**SET EXERCISE**
Every entry below must appear again, exactly as written.

**DATA ROWS**
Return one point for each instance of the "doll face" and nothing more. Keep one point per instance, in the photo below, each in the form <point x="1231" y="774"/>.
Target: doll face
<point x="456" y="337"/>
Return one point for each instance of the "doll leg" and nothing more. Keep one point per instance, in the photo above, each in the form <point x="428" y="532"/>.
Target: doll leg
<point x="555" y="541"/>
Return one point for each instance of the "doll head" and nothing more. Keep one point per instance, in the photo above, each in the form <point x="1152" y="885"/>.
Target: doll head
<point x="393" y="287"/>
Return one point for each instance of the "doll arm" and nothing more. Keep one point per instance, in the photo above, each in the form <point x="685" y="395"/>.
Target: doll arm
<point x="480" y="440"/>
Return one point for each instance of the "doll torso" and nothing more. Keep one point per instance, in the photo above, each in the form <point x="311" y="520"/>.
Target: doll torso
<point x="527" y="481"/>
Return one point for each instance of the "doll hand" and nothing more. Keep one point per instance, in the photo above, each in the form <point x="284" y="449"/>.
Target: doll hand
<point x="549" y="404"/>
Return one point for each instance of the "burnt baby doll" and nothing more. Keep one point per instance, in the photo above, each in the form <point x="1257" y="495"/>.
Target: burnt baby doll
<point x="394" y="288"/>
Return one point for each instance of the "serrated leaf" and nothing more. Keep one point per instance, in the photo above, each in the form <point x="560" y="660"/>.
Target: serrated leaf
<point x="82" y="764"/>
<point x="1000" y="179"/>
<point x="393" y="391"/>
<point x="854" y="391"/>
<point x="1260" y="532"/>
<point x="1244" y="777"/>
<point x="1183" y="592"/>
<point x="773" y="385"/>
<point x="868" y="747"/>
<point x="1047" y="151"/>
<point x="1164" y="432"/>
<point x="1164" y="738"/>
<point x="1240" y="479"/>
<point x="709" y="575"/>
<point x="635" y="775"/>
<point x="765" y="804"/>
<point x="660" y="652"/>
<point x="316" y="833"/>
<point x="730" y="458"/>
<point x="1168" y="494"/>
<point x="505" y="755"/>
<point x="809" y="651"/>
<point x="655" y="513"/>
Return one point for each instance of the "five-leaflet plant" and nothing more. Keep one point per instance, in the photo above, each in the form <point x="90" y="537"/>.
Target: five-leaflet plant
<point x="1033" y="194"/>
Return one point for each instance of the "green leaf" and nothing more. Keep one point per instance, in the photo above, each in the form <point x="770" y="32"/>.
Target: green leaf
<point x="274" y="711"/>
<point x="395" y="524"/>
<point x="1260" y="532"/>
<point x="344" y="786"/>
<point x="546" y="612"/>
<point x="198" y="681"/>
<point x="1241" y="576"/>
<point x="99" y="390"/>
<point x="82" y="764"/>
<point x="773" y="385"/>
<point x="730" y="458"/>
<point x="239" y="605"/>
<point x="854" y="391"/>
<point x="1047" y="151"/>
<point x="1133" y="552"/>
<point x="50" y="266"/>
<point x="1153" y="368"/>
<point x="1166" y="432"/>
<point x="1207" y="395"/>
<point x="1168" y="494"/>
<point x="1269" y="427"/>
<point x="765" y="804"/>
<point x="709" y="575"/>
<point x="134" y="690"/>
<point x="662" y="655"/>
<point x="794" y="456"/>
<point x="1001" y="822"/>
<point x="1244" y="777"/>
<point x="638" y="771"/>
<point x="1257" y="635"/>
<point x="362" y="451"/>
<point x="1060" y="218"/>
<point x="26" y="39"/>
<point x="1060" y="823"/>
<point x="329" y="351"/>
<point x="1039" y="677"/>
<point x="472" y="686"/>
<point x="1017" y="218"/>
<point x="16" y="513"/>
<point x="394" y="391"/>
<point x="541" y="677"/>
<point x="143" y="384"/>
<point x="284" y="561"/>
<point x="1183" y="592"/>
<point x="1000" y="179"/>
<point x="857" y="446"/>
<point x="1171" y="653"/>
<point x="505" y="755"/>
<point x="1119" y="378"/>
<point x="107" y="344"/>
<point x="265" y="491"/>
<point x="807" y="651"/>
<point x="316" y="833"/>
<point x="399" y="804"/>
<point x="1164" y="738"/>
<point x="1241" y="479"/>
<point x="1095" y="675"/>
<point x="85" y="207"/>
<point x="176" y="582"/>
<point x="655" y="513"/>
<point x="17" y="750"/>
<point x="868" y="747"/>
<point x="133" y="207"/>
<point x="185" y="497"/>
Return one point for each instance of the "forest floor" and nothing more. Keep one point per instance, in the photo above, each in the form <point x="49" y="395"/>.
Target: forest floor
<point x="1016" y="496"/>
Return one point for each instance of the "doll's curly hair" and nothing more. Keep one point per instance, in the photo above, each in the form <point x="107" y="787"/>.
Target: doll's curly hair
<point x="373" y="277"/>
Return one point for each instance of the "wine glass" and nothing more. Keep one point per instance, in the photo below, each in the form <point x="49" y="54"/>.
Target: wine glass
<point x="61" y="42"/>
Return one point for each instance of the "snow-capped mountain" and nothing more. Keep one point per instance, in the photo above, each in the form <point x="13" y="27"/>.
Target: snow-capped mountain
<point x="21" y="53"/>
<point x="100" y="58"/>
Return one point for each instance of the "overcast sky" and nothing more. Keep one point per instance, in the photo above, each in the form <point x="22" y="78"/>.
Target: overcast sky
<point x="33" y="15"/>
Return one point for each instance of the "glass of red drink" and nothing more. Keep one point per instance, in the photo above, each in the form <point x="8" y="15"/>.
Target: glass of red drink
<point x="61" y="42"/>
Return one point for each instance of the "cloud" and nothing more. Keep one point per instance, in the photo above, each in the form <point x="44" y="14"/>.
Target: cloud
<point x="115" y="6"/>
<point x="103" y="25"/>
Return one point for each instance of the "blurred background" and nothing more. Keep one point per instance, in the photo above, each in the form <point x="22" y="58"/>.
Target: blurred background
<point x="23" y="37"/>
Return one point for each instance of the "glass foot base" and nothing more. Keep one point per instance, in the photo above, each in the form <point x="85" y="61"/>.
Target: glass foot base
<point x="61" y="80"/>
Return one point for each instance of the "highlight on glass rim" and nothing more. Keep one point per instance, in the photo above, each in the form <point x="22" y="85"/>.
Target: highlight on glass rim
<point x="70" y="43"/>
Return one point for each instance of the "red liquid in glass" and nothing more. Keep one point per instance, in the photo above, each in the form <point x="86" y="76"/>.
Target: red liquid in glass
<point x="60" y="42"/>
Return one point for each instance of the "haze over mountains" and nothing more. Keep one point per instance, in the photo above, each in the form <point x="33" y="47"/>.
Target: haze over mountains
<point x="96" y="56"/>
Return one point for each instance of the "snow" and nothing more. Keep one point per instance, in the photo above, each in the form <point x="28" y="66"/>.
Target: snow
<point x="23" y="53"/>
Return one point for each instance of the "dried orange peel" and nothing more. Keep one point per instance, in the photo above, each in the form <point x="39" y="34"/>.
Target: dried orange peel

**RESPONSE TO THIS TASK**
Return one point for each instance of the "doll face" and nothing more. Keep one point per instance, in the photo below, each in the form <point x="1231" y="774"/>.
Target: doll face
<point x="456" y="337"/>
Return one point for each instance of the "doll leg" and nothing more. Keep one point per instance, in the photo above, each in the form <point x="428" y="532"/>.
Target: doll leg
<point x="555" y="541"/>
Return one point for each instance of the "doll head" and nothing more. Keep one point per instance, in the photo above, each in the form <point x="1152" y="885"/>.
Target: doll head
<point x="393" y="287"/>
Return one point for each instance of the "doll arm" and nothing more. Keep one point per instance, in the photo above, each in the form <point x="685" y="395"/>.
Target: doll arm
<point x="480" y="440"/>
Return one point for each instance of the "doll torso" and nothing more. Keep one point per instance, in the photo above, each in the form <point x="311" y="520"/>.
Target: doll torso
<point x="527" y="481"/>
Return one point for each instance of the "doll hand" and nothing more. Keep one point per instance, in the photo above, each in the form <point x="284" y="449"/>.
Target: doll hand
<point x="549" y="404"/>
Return one point for each instance of the "burnt baby doll" and nothing more. Keep one point per instance, in the photo above, each in the form <point x="1257" y="495"/>.
Target: burnt baby doll
<point x="394" y="288"/>
Return one point for each instance of the "serrated leaf" and nothing more. Keep one point per instance, in the photo above, each in the form <point x="560" y="660"/>.
Target: serrated leaf
<point x="82" y="764"/>
<point x="1000" y="179"/>
<point x="393" y="391"/>
<point x="854" y="391"/>
<point x="1260" y="532"/>
<point x="1244" y="777"/>
<point x="1183" y="592"/>
<point x="773" y="385"/>
<point x="868" y="747"/>
<point x="1047" y="151"/>
<point x="1164" y="432"/>
<point x="1164" y="738"/>
<point x="1240" y="479"/>
<point x="709" y="575"/>
<point x="635" y="775"/>
<point x="765" y="804"/>
<point x="660" y="652"/>
<point x="316" y="833"/>
<point x="730" y="458"/>
<point x="1168" y="494"/>
<point x="505" y="755"/>
<point x="809" y="651"/>
<point x="655" y="513"/>
Return one point for each instance of the "five-leaflet plant" and nothing more. Keep one point per instance, in the photo above, each in the form <point x="90" y="537"/>.
Target: five-leaflet plant
<point x="1033" y="194"/>
Return one point for each instance of the "green leaf" and nothing more. Keep one point per instance, in the photo above, each in the form <point x="770" y="32"/>.
Target: green leaf
<point x="274" y="711"/>
<point x="395" y="524"/>
<point x="1260" y="532"/>
<point x="344" y="786"/>
<point x="546" y="612"/>
<point x="198" y="681"/>
<point x="1241" y="576"/>
<point x="99" y="390"/>
<point x="82" y="764"/>
<point x="773" y="385"/>
<point x="730" y="458"/>
<point x="239" y="605"/>
<point x="854" y="391"/>
<point x="1047" y="151"/>
<point x="1133" y="552"/>
<point x="50" y="266"/>
<point x="1153" y="368"/>
<point x="1166" y="432"/>
<point x="1207" y="395"/>
<point x="1168" y="494"/>
<point x="1269" y="427"/>
<point x="765" y="804"/>
<point x="709" y="575"/>
<point x="134" y="690"/>
<point x="662" y="655"/>
<point x="794" y="456"/>
<point x="1001" y="822"/>
<point x="1244" y="777"/>
<point x="638" y="771"/>
<point x="1257" y="635"/>
<point x="362" y="451"/>
<point x="1060" y="218"/>
<point x="26" y="39"/>
<point x="1060" y="823"/>
<point x="329" y="351"/>
<point x="1039" y="677"/>
<point x="472" y="686"/>
<point x="1017" y="218"/>
<point x="16" y="513"/>
<point x="394" y="391"/>
<point x="541" y="677"/>
<point x="143" y="384"/>
<point x="284" y="561"/>
<point x="1183" y="592"/>
<point x="1000" y="179"/>
<point x="857" y="446"/>
<point x="1171" y="653"/>
<point x="505" y="755"/>
<point x="1119" y="378"/>
<point x="107" y="344"/>
<point x="265" y="491"/>
<point x="807" y="651"/>
<point x="316" y="833"/>
<point x="399" y="804"/>
<point x="1164" y="738"/>
<point x="1241" y="479"/>
<point x="1095" y="675"/>
<point x="85" y="207"/>
<point x="176" y="582"/>
<point x="655" y="513"/>
<point x="17" y="750"/>
<point x="868" y="747"/>
<point x="133" y="207"/>
<point x="185" y="497"/>
Return one point for each instance of the "forest floor" and nothing more. Keep one point per instance, in the photo above, each in the form <point x="49" y="395"/>.
Target: forest floor
<point x="1016" y="496"/>
Return one point for each instance of the "doll's curly hair" and nothing more. Keep one point per instance, in the photo above, each in the form <point x="107" y="787"/>.
Target: doll's curly hair
<point x="373" y="277"/>
Return one point for each instance of the "wine glass" and nothing more. Keep one point per instance, in the photo below, each in the form <point x="49" y="54"/>.
Target: wine glass
<point x="61" y="42"/>
Return one point for each instance of the "snow-capped mountain" and nothing more. Keep one point per instance, in the photo above, each in the form <point x="13" y="27"/>.
Target: snow-capped mountain
<point x="21" y="53"/>
<point x="100" y="58"/>
Return one point for each instance of the "overcast sky" and nothing more. Keep one point per instance, in the photo above, each in the form <point x="22" y="78"/>.
Target: overcast sky
<point x="33" y="15"/>
Return one point for each instance of the "glass of red drink" and nothing more. Keep one point per instance, in the photo above, each in the form <point x="8" y="15"/>.
Target: glass of red drink
<point x="61" y="42"/>
Return one point for each instance of the "cloud" and nothing more. Keep one point per instance, in the photo above, each in the form <point x="44" y="14"/>.
Target: cloud
<point x="115" y="6"/>
<point x="103" y="25"/>
Return one point for each instance of the "blurred background" and nothing more. Keep one point per instance, in the photo above, each in the form <point x="22" y="58"/>.
Target: blurred background
<point x="23" y="37"/>
Return one point for each instance of the "glass foot base" and nothing more. Keep one point per instance, in the photo above, each in the form <point x="85" y="61"/>.
Target: glass foot base
<point x="61" y="80"/>
Return one point for each instance of the "highlight on glass rim" and nothing more. Keep one point per instance, in the photo above, each in the form <point x="22" y="85"/>.
Target: highlight on glass rim
<point x="70" y="43"/>
Return one point for each instance of the "red liquid in glass" and nothing more. Keep one point per instance, in the photo above, each in the form <point x="86" y="76"/>.
Target: red liquid in glass
<point x="60" y="42"/>
Return one point for each instance of the "haze over mountains" and nothing more. Keep one point per instance, in the photo above, each in the form <point x="33" y="47"/>.
Target: haze over mountains
<point x="96" y="56"/>
Return one point for each instance of the "snow" and nothing more. Keep one point per instance, in the photo above, each in the form <point x="28" y="66"/>.
Target: snow
<point x="23" y="53"/>
Return one point for each instance of the "dried orange peel" and nothing more. Keep one point per instance, in the photo above, each in the form <point x="39" y="34"/>.
Target: dried orange peel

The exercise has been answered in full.